(SOURCE MATERIAL Opens)

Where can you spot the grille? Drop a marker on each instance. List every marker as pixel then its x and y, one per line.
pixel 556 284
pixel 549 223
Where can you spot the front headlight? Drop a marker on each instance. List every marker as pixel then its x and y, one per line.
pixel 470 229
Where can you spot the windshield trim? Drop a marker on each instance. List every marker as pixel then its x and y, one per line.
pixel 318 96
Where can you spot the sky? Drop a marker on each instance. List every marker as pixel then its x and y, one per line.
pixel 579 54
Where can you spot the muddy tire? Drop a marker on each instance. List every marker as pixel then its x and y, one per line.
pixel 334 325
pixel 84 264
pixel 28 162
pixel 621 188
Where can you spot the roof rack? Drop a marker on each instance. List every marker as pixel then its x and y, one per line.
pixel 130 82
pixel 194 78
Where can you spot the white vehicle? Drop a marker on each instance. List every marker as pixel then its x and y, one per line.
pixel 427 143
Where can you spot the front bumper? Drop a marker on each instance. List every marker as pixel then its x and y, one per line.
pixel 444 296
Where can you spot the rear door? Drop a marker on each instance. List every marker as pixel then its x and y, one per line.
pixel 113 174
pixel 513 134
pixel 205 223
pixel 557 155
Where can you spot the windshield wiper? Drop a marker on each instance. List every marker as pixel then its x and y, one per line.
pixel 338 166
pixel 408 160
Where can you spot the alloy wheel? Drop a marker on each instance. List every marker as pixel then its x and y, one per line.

(SOURCE MATERIAL Closes)

WORK INSTRUCTION: Reproduce every record that appears above, keeping the wording exact.

SOLUTION FOR THIS PROBLEM:
Where can you spot the grille? Drop a marker on each instance. List every marker as pixel then its x and y, one per line.
pixel 556 284
pixel 549 223
Where can you spot the front headlight? Drop a marker on each instance. List every marker as pixel then its x and y, one per line.
pixel 470 229
Where can you spot the windshield trim? Drop a marker on each instance. List every marker as pixel then its x and y, one per line.
pixel 318 96
Where can you spot the sky? Drop a marker on each instance. List every marker as pixel then its x and y, one per line.
pixel 579 54
Where can you spot the muddy tire? Drop a marker on each instance. List every marker as pixel then its x and y, one per line.
pixel 334 325
pixel 84 264
pixel 28 162
pixel 621 188
Where can you spot the roof rack? Drop a marker on each instance. List every marker as pixel then its x and y, one per line.
pixel 130 82
pixel 194 78
Where can you spot the white vehicle? Drop a marker on each instance. List every marker as pixel then its x and y, one per line.
pixel 427 143
Where can you spot the front bumper? Drop a marker on each instance. List every marker as pixel then its x and y, one per line.
pixel 444 296
Where can you spot the rear door? Drop a marker on each instance. List every marker as pixel then its x and y, one per line.
pixel 113 174
pixel 513 134
pixel 205 223
pixel 557 155
Where can you spot the windshield wiper? Drop a marker on each instance. List every marker as pixel then its x and y, one per line.
pixel 338 166
pixel 408 160
Where can you spot the alloy wheel? Drop a marker on each instance. List every marker as pixel then its x and y, one per line.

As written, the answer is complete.